本文:
-- -- --

余談ですが最初で最後であろう、東京でも屈指の物価高の中央区民に晴れてなりましたとさ。
毎朝うどんを練って麺線にしては師匠の自宅に持っていき、茹でて出来を見てもらう。そのまま風呂をたまにお借りする。洗濯は近くのコインランドリーで週に一度まとめて行う。新店の物件探しや機材を探したり勉強する毎日。空いた時間は丸亀製麺でチェーン最先端とやらも学んだ。
修業らしい特別な日々、新しいことを覚える楽しみや積み上がる感覚で僕はうどんのさらなる深みに足を踏み入れ始めていた。
▼現実ー直白編ー
時は過ぎ、僕は谷やで働くことなく店長になった。
名を「直白」という。僕が初めて名付けたうどん屋の名前だ。
「ひた」むきに「しろ」く、という意味を込めた。

-- -- --

指示と条件:
本文を読み、次の問いに答えなさい。
1. 洗濯はどこで、どのくらいの頻度で行っていたか。
2. 空いた時間に学んでいたのはどこか。
3. 「僕」が初めて名付けたうどん屋の名前と、その名に込めた意味は何か。

与えられた資料:
-- -- --

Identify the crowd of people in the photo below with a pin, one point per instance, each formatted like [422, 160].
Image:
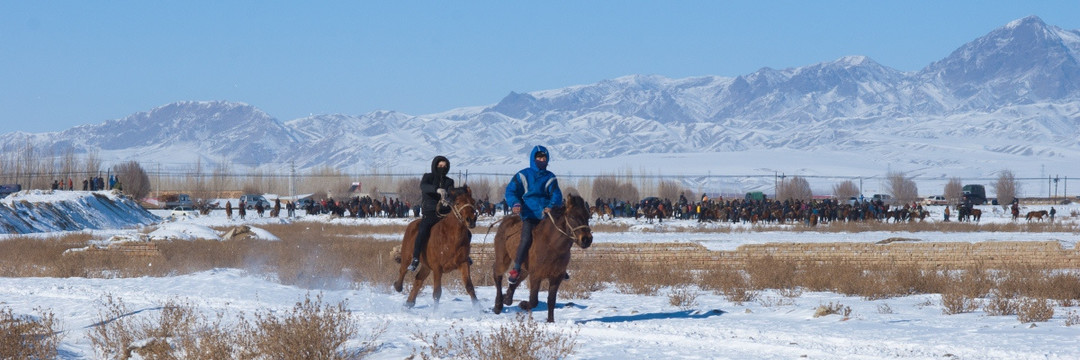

-- -- --

解答:
1. 近くのコインランドリーで、週に一度まとめて行っていた。
2. 丸亀製麺。
3. 名前は「直白」で、「ひた」むきに「しろ」く、という意味を込めた。